▸ **INFORMATION PROVIDED**:
<<<<
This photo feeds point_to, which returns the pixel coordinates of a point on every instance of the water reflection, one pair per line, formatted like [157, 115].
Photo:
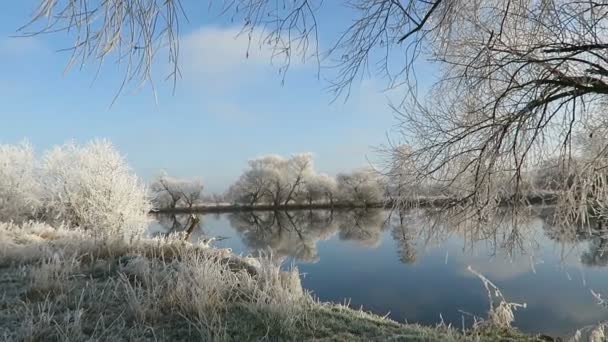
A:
[296, 234]
[413, 263]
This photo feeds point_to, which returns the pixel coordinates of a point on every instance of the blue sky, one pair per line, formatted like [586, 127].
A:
[226, 109]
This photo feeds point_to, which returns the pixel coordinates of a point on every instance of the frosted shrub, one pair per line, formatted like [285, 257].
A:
[92, 187]
[19, 188]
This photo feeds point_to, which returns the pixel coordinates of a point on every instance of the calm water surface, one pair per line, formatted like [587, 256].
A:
[416, 272]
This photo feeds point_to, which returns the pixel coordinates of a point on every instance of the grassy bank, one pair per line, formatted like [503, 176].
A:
[64, 285]
[422, 202]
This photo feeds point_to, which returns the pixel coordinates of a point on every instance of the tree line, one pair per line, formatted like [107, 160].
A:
[275, 181]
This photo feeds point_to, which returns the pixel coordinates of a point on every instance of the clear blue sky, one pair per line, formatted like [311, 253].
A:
[226, 109]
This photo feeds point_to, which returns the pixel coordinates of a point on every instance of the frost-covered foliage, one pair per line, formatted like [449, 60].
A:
[319, 188]
[169, 192]
[272, 180]
[92, 187]
[19, 185]
[361, 186]
[275, 180]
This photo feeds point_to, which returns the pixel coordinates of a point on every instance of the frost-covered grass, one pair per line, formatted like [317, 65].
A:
[67, 285]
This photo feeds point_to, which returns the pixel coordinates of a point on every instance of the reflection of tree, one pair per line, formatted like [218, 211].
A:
[504, 233]
[179, 223]
[362, 225]
[597, 255]
[404, 236]
[296, 233]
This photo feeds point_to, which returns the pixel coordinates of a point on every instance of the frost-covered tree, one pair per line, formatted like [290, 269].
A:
[169, 192]
[272, 180]
[511, 84]
[319, 188]
[19, 183]
[360, 186]
[92, 187]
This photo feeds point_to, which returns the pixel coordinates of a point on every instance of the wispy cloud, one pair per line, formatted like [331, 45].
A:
[214, 50]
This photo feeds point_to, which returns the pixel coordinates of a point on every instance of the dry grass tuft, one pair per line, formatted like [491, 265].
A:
[58, 284]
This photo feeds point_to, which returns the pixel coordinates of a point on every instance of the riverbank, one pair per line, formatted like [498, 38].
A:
[66, 285]
[423, 202]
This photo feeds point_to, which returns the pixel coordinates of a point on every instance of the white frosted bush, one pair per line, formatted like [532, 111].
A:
[19, 186]
[92, 187]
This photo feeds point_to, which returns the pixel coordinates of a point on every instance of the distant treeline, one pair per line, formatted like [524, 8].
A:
[278, 183]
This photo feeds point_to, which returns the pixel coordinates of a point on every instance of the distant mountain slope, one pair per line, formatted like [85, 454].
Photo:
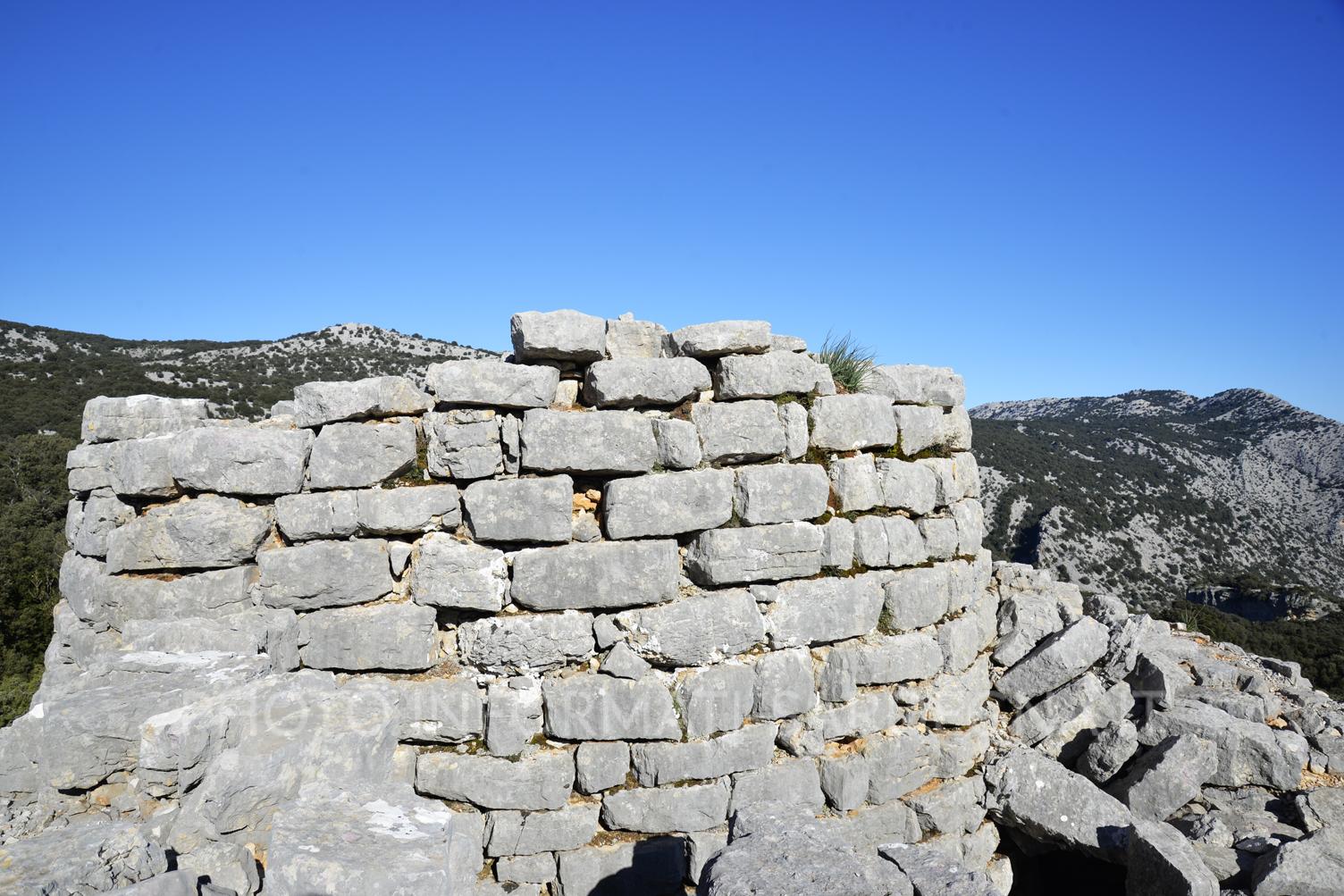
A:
[1154, 493]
>>>>
▸ **GIVEN EXERCISE**: All the records above need to be given again word for word. Skip the pictures.

▸ **ANSWER TO THE PROBLEM**:
This photo feeds point_to, which returns the pixel coordinates of a point on every instance of the water reflection, one pair per line, formatted like [157, 115].
Photo:
A:
[296, 234]
[413, 263]
This photo feeds point_to, which returns the pixel coordinates of a point on every instance of the blue sky, one pair per line, formatted like [586, 127].
A:
[226, 109]
This photo feeds point_to, which returns the pixel coordinates of a point on every instance of the frosted shrub, one pair per line, formatted like [285, 257].
A:
[92, 187]
[19, 188]
This photo feeds point_to, which returns the pixel coordinates of a point on every instance of the calm water surface, one pair per line, formatted like [587, 256].
A:
[416, 272]
This photo feeds point_to, which returns the pixel coordinates of a point on every instance of the grassy bank, one pair per line, formatted like [503, 176].
A:
[64, 285]
[422, 202]
This photo feeds point_to, which returns the pixel coordinates of a point on every instance of the tree line, one pair per line, formatted like [107, 160].
A:
[275, 181]
This photo feeds point_to, which returns the pixel coordinates of a point on every instance of the clear blue sky, one pair per line, formatted like [311, 253].
A:
[226, 109]
This photo feeds point_to, which returns the pixel coordinates of a point on every instance of the frost-covered foliage, one pair per line, formatted like [449, 60].
A:
[319, 188]
[169, 192]
[272, 180]
[92, 187]
[19, 185]
[361, 186]
[275, 180]
This photo feeds point_to, which returns the pixel coordinates of a point on every instance of the frost-covered grass, one pair per line, formatted like [317, 65].
A:
[67, 285]
This photo feeds point_to, which returns the pixel coordinates of a point on every instance of the reflection of tree, one pair per line, formatted like [218, 211].
A:
[504, 233]
[179, 223]
[362, 225]
[597, 255]
[404, 236]
[296, 233]
This photo feeds point_to, which returns the pixel coordinates of a point on every instance of the frost-covered tree, one pair per line, formatted like [290, 269].
A:
[169, 192]
[272, 180]
[511, 84]
[319, 188]
[19, 183]
[360, 186]
[92, 187]
This photo feeds point_to, which returns the pixel coordinates of a point on every instance of the wispy cloud, one pair per line, formatted like [331, 45].
A:
[214, 50]
This photo feeds point_to, which returns the pixel coordinates of a point on every instance of the dry grass tuft, one pair per line, formatted like [491, 265].
A:
[58, 284]
This photo feeds point_to, which returns the pixel coordinates of a point on every instance of the riverbank, one pair per line, formatted like [498, 38].
A:
[66, 285]
[423, 202]
This photo feeds point_to, which returns the pixel coordinates of a point on every instance of the white frosted bush, one pair per line, formatted like [532, 111].
A:
[19, 186]
[92, 187]
This photo feeds point_to, which returns the pixel coordinates of a point on every instance of the distant treeline, one pair per line, formatted like [524, 8].
A:
[278, 183]
This photo feeds point_to, which returns the pixel coordinates of a point on every instance of the distant mountain slope, one pair per line, formatted like [85, 454].
Photo:
A:
[1154, 493]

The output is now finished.